[Opening INFORMATION PROVIDED section]

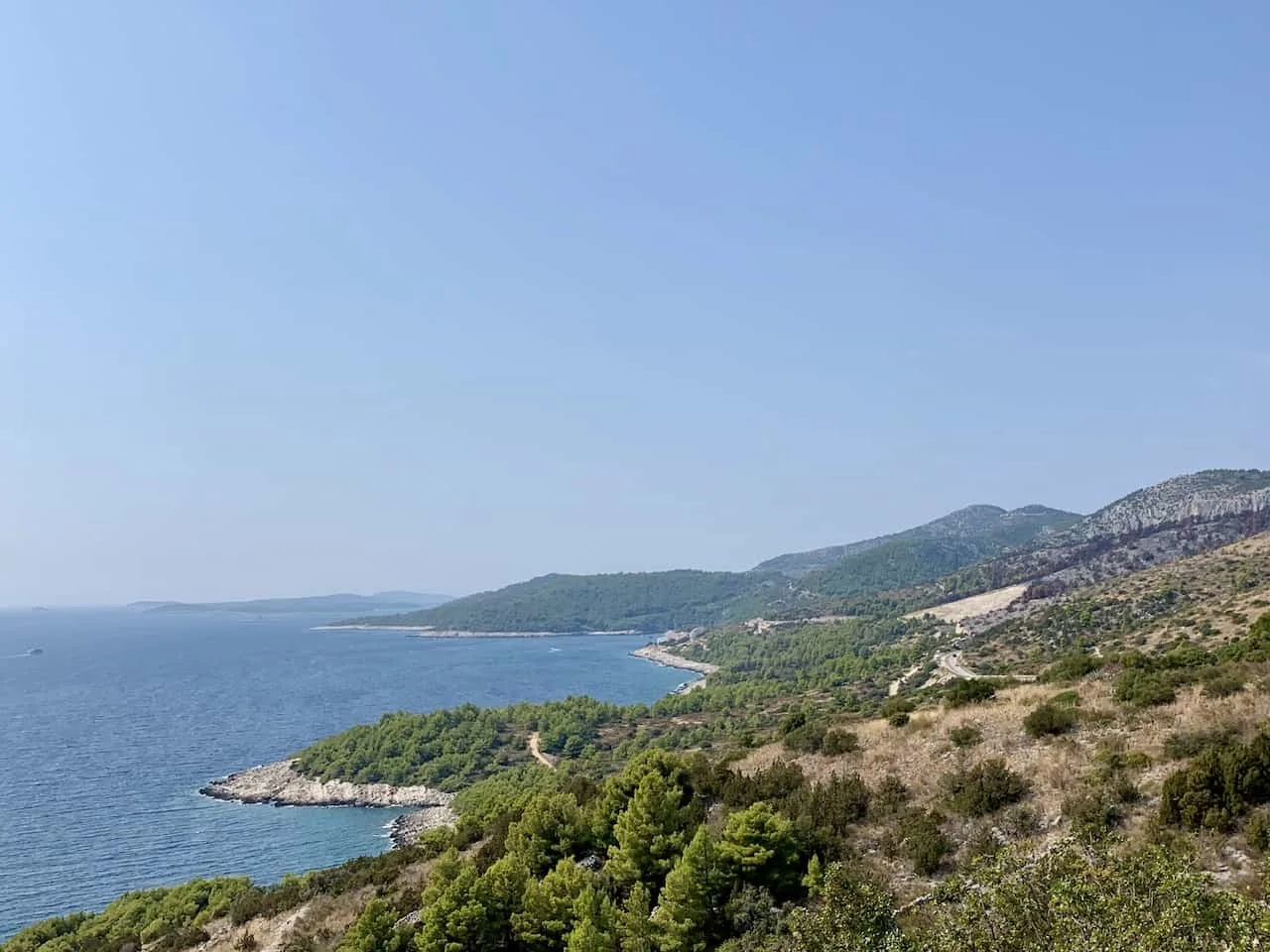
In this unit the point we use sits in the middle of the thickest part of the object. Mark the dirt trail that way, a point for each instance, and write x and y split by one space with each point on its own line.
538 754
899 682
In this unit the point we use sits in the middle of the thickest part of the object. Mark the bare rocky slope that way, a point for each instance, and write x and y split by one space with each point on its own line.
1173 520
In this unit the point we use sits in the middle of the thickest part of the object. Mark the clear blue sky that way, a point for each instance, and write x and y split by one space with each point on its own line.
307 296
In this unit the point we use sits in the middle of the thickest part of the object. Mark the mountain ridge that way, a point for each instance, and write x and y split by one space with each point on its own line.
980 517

[Closing INFORMATION PROVIDED section]

__GOAL OF THE EXERCISE__
Could you output all of the entries above exactly? Leave the pictures out.

__RESPONSE BELOW__
In this unit the point we use sits in the middle of the thickest part of the object. Mark the dirt trail that way, a point for each instance, and write x and y split by one space with each point on its own line.
538 754
899 682
In this unit the point we use sits in the middle of the thickest part of the object. Mark the bare rocky slope that way, a point for each instance, and write x and y split by one space with each point on its own line.
1173 520
In this unit the point we use sits in the middle of the thickest part of the object. Mark the clear blue sky that way, a point for each instance, and write x and y split by one space with each point on its own line.
307 296
In this unit the point we use sits in the middle of the thickest part of the object. Mark the mountain ridge that way, a point for each instance, and write x and y split by one space with each point on its own line.
980 517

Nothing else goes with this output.